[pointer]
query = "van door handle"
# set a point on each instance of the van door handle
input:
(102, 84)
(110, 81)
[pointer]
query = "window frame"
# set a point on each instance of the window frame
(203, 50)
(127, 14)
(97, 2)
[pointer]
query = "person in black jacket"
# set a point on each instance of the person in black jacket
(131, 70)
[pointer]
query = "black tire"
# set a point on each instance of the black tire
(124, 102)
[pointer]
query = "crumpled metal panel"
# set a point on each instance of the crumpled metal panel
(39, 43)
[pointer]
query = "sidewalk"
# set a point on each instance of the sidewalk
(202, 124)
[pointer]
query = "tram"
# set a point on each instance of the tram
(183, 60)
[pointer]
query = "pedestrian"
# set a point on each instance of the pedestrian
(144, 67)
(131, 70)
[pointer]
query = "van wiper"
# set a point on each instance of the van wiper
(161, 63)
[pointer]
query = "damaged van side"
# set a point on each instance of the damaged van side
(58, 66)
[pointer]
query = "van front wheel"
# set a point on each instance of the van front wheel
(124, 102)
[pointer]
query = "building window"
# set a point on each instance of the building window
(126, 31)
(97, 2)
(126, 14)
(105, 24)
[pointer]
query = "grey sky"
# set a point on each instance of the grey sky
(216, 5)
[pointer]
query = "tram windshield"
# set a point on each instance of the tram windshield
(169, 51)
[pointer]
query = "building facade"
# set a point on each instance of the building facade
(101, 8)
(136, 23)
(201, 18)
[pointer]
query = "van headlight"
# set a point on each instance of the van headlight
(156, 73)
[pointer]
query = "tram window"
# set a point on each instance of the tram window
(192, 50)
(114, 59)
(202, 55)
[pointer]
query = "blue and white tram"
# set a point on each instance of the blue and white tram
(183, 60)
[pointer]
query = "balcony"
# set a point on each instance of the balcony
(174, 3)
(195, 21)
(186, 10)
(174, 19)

> [Brief]
Return the material exactly as it was provided.

> [Written solution]
[pointer]
query = "van door handle"
# set a point on each instance of the van door handle
input:
(102, 84)
(110, 81)
[pointer]
query = "window frame"
# set a point on each instance of the window frame
(203, 50)
(127, 14)
(97, 2)
[pointer]
query = "person in black jacket"
# set a point on each instance of the person in black jacket
(131, 70)
[pointer]
query = "black tire"
# set a point on each instance of the black tire
(124, 102)
[pointer]
query = "crumpled metal panel"
# set a point on each instance of the crumpled metal panel
(39, 43)
[pointer]
query = "sidewalk"
# set a point on each instance of the sidewalk
(202, 124)
[pointer]
query = "tram"
# set a point on each instance of the tram
(183, 60)
[pointer]
query = "pedestrian"
# set a point on each instance of the pedestrian
(144, 67)
(131, 70)
[pointer]
query = "van wiper"
# set a point on each instance of the van wiper
(161, 63)
[pointer]
query = "damaged van side"
# set a point on each instance of the damaged van side
(58, 66)
[pointer]
query = "van front wheel"
# set a point on each instance of the van front wheel
(124, 102)
[pointer]
query = "building window"
# set a point on each instance of the building window
(126, 31)
(97, 2)
(126, 14)
(105, 24)
[pointer]
query = "grey sky"
# set a point on each instance of the grey sky
(216, 5)
[pointer]
query = "tram windshield"
# set a point on each instance of the tram windshield
(169, 51)
[pointer]
query = "building facade"
# set a point on each instance of the building facade
(101, 8)
(136, 23)
(201, 18)
[pointer]
query = "van headlight"
# set a point on each instance of the van headlight
(156, 73)
[pointer]
query = "tram window"
# set a point on each instance of the tram window
(192, 50)
(114, 59)
(202, 55)
[pointer]
query = "blue and white tram"
# set a point on each instance of the blue and white tram
(183, 60)
[pointer]
query = "balcony"
# set a point on each instance of the balcony
(174, 3)
(195, 21)
(186, 10)
(174, 19)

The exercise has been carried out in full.